Exercise goal
Reproduce every line of the records below character for character, leaving nothing out and changing nothing.

===== Input material

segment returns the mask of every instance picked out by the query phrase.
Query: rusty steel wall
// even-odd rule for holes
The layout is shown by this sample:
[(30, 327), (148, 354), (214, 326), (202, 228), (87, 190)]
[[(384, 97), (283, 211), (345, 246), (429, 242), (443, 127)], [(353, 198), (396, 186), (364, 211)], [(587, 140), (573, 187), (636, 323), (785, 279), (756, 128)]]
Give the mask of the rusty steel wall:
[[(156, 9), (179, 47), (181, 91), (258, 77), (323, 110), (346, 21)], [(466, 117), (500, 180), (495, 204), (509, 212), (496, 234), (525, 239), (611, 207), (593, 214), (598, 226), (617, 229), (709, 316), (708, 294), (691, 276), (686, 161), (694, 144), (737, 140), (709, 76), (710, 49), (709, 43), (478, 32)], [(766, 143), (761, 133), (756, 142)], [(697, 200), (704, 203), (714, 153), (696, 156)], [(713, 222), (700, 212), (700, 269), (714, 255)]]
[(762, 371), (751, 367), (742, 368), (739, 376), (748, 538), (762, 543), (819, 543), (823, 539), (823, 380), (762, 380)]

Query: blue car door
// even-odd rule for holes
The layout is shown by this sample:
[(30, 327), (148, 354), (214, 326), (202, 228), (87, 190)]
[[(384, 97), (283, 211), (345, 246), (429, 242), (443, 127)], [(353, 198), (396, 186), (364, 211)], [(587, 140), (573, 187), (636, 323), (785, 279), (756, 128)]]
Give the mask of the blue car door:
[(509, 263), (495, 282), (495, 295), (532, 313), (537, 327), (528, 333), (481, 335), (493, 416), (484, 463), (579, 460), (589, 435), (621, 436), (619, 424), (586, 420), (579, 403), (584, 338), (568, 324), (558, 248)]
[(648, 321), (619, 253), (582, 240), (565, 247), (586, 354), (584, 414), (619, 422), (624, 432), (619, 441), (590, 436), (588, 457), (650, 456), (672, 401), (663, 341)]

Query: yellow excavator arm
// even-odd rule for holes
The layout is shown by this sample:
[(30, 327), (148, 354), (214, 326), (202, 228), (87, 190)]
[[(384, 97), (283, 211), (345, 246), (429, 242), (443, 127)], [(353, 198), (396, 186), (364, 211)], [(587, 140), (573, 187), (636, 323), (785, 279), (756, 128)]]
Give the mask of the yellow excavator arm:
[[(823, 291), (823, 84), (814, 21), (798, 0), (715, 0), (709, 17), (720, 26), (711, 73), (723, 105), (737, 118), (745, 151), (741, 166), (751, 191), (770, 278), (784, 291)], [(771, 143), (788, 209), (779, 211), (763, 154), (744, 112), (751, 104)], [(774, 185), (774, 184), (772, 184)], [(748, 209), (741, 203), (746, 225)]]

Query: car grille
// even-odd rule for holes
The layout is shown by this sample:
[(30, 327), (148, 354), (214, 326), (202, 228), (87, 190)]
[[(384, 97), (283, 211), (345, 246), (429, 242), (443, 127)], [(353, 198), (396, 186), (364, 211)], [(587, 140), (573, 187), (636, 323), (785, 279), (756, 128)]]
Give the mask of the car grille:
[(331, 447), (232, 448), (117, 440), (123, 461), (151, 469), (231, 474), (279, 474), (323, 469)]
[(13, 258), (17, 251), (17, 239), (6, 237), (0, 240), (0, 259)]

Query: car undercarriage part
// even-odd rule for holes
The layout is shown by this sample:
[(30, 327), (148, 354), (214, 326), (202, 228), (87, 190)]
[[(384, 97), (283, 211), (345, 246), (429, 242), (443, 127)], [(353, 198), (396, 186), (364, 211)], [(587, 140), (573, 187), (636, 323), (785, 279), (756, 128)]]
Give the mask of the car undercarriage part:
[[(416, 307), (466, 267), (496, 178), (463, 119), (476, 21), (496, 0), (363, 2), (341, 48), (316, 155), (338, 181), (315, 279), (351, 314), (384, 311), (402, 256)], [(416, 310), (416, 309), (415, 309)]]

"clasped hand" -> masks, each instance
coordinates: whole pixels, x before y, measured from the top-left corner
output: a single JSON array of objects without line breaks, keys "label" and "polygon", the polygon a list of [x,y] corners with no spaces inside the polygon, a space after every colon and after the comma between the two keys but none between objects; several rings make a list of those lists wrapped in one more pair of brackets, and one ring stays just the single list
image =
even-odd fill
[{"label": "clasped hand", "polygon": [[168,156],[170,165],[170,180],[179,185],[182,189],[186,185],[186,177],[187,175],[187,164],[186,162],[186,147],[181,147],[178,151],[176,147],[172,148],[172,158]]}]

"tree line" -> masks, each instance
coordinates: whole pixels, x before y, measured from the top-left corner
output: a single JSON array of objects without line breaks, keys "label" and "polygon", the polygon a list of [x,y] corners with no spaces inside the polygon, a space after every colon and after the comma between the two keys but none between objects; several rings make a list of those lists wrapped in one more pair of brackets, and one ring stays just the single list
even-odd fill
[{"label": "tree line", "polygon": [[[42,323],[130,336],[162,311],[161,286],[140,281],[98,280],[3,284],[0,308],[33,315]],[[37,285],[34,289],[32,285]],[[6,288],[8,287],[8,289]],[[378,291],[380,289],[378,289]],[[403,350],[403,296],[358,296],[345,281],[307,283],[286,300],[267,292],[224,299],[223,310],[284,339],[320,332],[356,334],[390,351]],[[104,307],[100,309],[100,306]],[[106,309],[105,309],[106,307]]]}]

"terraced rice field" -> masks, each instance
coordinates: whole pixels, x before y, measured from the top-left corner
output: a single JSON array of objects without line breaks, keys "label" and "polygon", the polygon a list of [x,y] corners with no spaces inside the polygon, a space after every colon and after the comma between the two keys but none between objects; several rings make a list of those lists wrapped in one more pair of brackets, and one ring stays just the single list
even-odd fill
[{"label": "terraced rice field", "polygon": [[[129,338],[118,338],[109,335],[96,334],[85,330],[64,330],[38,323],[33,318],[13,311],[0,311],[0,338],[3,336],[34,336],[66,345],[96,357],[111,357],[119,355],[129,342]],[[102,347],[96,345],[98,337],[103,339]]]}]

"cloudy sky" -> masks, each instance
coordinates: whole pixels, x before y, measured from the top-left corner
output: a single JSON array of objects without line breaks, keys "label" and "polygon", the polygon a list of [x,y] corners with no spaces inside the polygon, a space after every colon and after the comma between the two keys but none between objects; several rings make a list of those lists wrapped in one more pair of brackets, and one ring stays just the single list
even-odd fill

==========

Full output
segment returns the mask of every instance picked out by the query phrase.
Query: rusty steel wall
// even-odd rule for holes
The layout is shown by this sample:
[(30, 327), (148, 354), (214, 326), (202, 228), (87, 190)]
[[(384, 97), (283, 211), (345, 246), (429, 242), (443, 127)], [(353, 198), (396, 186), (364, 211)], [(587, 140), (573, 187), (636, 323), (785, 279), (756, 128)]]
Give the mask of the rusty steel wall:
[[(156, 9), (179, 47), (181, 91), (258, 77), (323, 110), (346, 21)], [(466, 117), (500, 180), (495, 204), (509, 212), (496, 234), (525, 239), (611, 207), (593, 214), (598, 226), (617, 229), (709, 316), (708, 294), (691, 276), (686, 161), (694, 144), (737, 140), (709, 76), (710, 49), (709, 43), (478, 32)], [(766, 143), (761, 133), (756, 142)], [(697, 200), (704, 203), (714, 153), (696, 156)], [(713, 222), (700, 212), (700, 269), (714, 255)]]
[(762, 371), (751, 367), (742, 368), (739, 376), (748, 538), (762, 543), (819, 543), (823, 539), (823, 380), (762, 380)]

Query: blue car door
// even-odd rule for holes
The layout is shown by this sample:
[(30, 327), (148, 354), (214, 326), (202, 228), (87, 190)]
[[(384, 97), (283, 211), (345, 246), (429, 242), (443, 127)], [(353, 198), (396, 186), (364, 211)], [(587, 140), (573, 187), (636, 323), (785, 279), (756, 128)]]
Give the mask of the blue car door:
[(509, 263), (495, 282), (495, 295), (532, 313), (537, 327), (528, 333), (481, 335), (493, 416), (484, 463), (579, 460), (589, 435), (621, 436), (619, 424), (586, 420), (579, 403), (584, 338), (568, 324), (558, 248)]
[(648, 321), (619, 253), (582, 240), (565, 247), (586, 354), (584, 414), (619, 422), (624, 432), (619, 441), (590, 436), (588, 457), (650, 456), (672, 401), (663, 341)]

Query: yellow excavator arm
// even-odd rule for holes
The layout is shown by this sample:
[(30, 327), (148, 354), (214, 326), (202, 228), (87, 190)]
[[(384, 97), (283, 211), (345, 246), (429, 242), (443, 127)], [(353, 198), (396, 186), (364, 211)], [(587, 140), (573, 187), (636, 323), (785, 279), (756, 128)]]
Give the mask of the yellow excavator arm:
[[(823, 291), (823, 84), (814, 21), (798, 0), (715, 0), (709, 17), (720, 26), (711, 73), (723, 105), (737, 118), (745, 151), (741, 166), (751, 191), (770, 278), (784, 291)], [(771, 143), (788, 209), (779, 211), (763, 154), (744, 112), (751, 104)], [(774, 185), (774, 184), (772, 184)], [(748, 209), (741, 203), (746, 225)]]

Query: car grille
// even-odd rule for holes
The layout is shown by this sample:
[(30, 327), (148, 354), (214, 326), (202, 228), (87, 190)]
[[(384, 97), (283, 211), (345, 246), (429, 242), (443, 127)], [(353, 198), (396, 186), (364, 211)], [(587, 140), (573, 187), (636, 323), (785, 279), (756, 128)]]
Give the mask of the car grille:
[(331, 447), (232, 448), (117, 440), (123, 461), (151, 469), (231, 474), (279, 474), (323, 469)]
[(13, 258), (17, 251), (17, 239), (6, 237), (0, 240), (0, 259)]

Query: car undercarriage part
// even-odd rule for holes
The layout is shown by this sample:
[(30, 327), (148, 354), (214, 326), (202, 228), (87, 190)]
[[(384, 97), (283, 211), (345, 246), (429, 242), (443, 127)], [(353, 198), (396, 186), (364, 211)], [(587, 140), (573, 187), (636, 323), (785, 279), (756, 128)]]
Give the mask of the car undercarriage part:
[[(416, 307), (466, 267), (496, 178), (463, 119), (476, 21), (496, 0), (363, 2), (341, 48), (316, 155), (338, 181), (315, 279), (351, 314), (384, 311), (402, 256)], [(416, 310), (416, 309), (415, 309)]]

"clasped hand" -> masks, each instance
coordinates: whole pixels, x before y, measured from the top-left corner
output: a single JSON array of objects without line breaks, keys "label" and "polygon", the polygon a list of [x,y] corners with no spaces inside the polygon, a space after every colon and after the comma between the two keys but none between objects; several rings make a list of those lists wrapped in one more pair of brackets, and one ring stays just the single list
image =
even-odd fill
[{"label": "clasped hand", "polygon": [[168,156],[170,165],[170,180],[179,185],[182,189],[186,185],[186,177],[187,175],[187,164],[186,162],[186,147],[181,147],[178,151],[176,147],[172,148],[172,158]]}]

"tree line" -> masks, each instance
coordinates: whole pixels, x before y, measured from the top-left corner
output: a single JSON array of objects without line breaks, keys "label" and "polygon", the polygon a list of [x,y] corners with no spaces inside the polygon, a space after every colon and after the comma between the two keys but none between objects; several rings make a list of those lists wrapped in one more pair of brackets, and one ring stays just the single list
even-odd fill
[{"label": "tree line", "polygon": [[[42,323],[130,336],[162,311],[161,286],[140,281],[98,280],[3,284],[0,308],[33,315]],[[37,285],[34,289],[32,285]],[[6,288],[8,287],[8,289]],[[378,291],[380,289],[378,289]],[[403,350],[403,296],[358,296],[345,281],[307,283],[286,300],[267,292],[224,299],[223,310],[284,339],[320,332],[356,334],[390,351]],[[104,307],[100,309],[100,306]],[[106,309],[105,309],[106,307]]]}]

"terraced rice field" -> masks, each instance
coordinates: whole pixels, x before y, measured from the top-left corner
output: a single JSON array of objects without line breaks, keys "label" and "polygon", the polygon a list of [x,y] corners with no spaces inside the polygon, a space after every colon and after the comma between the two keys but none between objects; several rings make a list of those lists wrapped in one more pair of brackets, and one ring stays just the single list
even-odd fill
[{"label": "terraced rice field", "polygon": [[[129,338],[118,338],[109,335],[96,334],[85,330],[64,330],[38,323],[33,318],[13,311],[0,311],[0,338],[3,336],[34,336],[66,345],[96,357],[111,357],[119,355],[129,342]],[[102,347],[96,345],[98,337],[103,339]]]}]

"cloudy sky" -> masks, each instance
coordinates: whole pixels, x before y, measured from the top-left corner
output: a single JSON array of objects without line breaks, keys "label" and "polygon", the polygon a list of [x,y] corners with no spaces inside the polygon, a space after every colon and after the comma between the two keys but none between objects; several rings make a list of those lists wrapped in one more pair of brackets, and one ring stays just the single list
even-odd fill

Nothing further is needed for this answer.